→ EXTRACTED TEXT:
* * *

About the Project
Howyiz, this page is about Writing Home, a programme I developed for homeless service users through 2020/22. It was supported by Kilkenny County Council, Creative Ireland and Poetry Ireland and it was one of the most challenging and inspiring things I ever worked on. It was such a rewarding process, and so beneficial to all involved, that I want everyone to know about it.
If you’re part of a service or community organisation, if you’re a poet or writer or any type of artist, I’d like you to take a read about Writing Home, and be encouraged to run similar programmes yourself.
I believe that making art is a transformative experience that profoundly impacts the individual, but also that it can and should do more than that. With the right support, the processes and results of creative programmes like Writing Home could be used to bring more empathy into a multitude of systems in Ireland, especially those tasked with caring for people in challenging circumstances.

* * *

(Entries drawn from a collection)
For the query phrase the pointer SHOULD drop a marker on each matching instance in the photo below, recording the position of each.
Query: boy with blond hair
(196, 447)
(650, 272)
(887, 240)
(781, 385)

* * *

→ REQUIREMENT 1: Copy out every line of the listing word for word.
→ REQUIREMENT 2: Continue the piece about the Writing Home programme from where it ends.

→ EXERCISE OUTPUT 1:
For the query phrase the pointer SHOULD drop a marker on each matching instance in the photo below, recording the position of each.
Query: boy with blond hair
(196, 447)
(650, 272)
(887, 240)
(781, 385)

→ EXERCISE OUTPUT 2:
It might seem like a stretch, but I don’t think it is, and anyways, it’s difficult times like this that require ambitious thinking. We tried to make this project work in many different ways, and often we were told it wasn’t doable, but thankfully we found the organisations and people who wanted to and could make it happen, and together we found a way.
Initiatives like Writing Home help systems and organisations not only to function better, but to understand those they serve better. Writing Home is completed as a project, but there are loads of individuals and institutions who can and should organise similar programmes of their own.
So that’s why I’m putting all this here – in the hope that Writing Home, the initiative itself (as well as the documentary film and subsequent evaluation you can find out about below) serve as encouragement and testament to the value of this approach.
The Writing Home Initiative was a programme of creative engagement developed by poet Colm Keegan for homeless service users. The programme was supported by Kilkenny County Council, Creative Ireland and Poetry Ireland and was designed to:
- promote engagement with creativity within marginalised groups.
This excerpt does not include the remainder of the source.